┌──

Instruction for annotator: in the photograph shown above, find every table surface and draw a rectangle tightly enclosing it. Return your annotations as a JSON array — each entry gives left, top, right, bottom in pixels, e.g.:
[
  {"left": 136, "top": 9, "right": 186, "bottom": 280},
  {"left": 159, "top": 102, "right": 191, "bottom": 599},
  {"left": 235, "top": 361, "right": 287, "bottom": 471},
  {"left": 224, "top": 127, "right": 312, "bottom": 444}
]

└──

** WHAT NEEDS TO BE DONE **
Filter the records above and copy every line that contains the word "right".

** FINISHED EXERCISE **
Instruction for annotator: in the photograph shown above, find every table surface and draw a rectangle tightly enclosing it. Return your annotations as a JSON array — each entry gives left, top, right, bottom in pixels, e.g.:
  {"left": 136, "top": 9, "right": 186, "bottom": 280},
  {"left": 159, "top": 102, "right": 191, "bottom": 599},
  {"left": 235, "top": 361, "right": 287, "bottom": 471},
  {"left": 224, "top": 127, "right": 312, "bottom": 444}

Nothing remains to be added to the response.